§ Your task
Repeat the whole listing exactly, leaving nothing out.
● ● ● ● ●
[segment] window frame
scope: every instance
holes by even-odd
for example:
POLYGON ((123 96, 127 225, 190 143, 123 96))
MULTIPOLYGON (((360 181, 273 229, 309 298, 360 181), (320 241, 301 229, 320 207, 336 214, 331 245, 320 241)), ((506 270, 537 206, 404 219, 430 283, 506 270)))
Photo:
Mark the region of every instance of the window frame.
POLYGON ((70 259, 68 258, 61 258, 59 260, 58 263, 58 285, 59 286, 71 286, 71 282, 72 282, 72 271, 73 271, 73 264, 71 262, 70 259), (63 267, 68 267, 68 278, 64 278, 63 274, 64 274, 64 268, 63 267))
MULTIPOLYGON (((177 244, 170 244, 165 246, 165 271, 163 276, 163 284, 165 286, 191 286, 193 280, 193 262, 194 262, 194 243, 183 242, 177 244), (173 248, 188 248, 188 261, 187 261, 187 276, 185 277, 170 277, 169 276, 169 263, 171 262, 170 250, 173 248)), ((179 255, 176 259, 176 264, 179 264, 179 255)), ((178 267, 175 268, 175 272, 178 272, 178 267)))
● ● ● ● ●
§ Written reply
[segment] window frame
scope: every instance
holes by even-odd
for example:
POLYGON ((123 96, 127 225, 190 143, 123 96))
MULTIPOLYGON (((360 181, 273 229, 309 298, 360 181), (320 241, 301 229, 320 207, 336 214, 331 245, 320 241)), ((506 270, 537 206, 404 219, 430 283, 506 270)))
Photo:
Mark the region of every instance of the window frame.
POLYGON ((70 259, 68 258, 61 258, 59 260, 58 263, 58 285, 59 286, 71 286, 71 282, 72 282, 72 271, 73 271, 73 264, 71 262, 70 259), (63 267, 68 267, 68 278, 64 278, 63 274, 64 274, 64 268, 63 267))
MULTIPOLYGON (((177 244, 170 244, 165 246, 165 271, 163 276, 163 284, 165 286, 191 286, 193 280, 193 262, 194 262, 194 243, 183 242, 177 244), (173 248, 188 248, 188 261, 187 261, 187 276, 185 277, 170 277, 169 276, 169 263, 171 262, 170 250, 173 248)), ((179 255, 176 259, 176 264, 179 264, 179 255)), ((178 267, 175 268, 175 272, 178 272, 178 267)))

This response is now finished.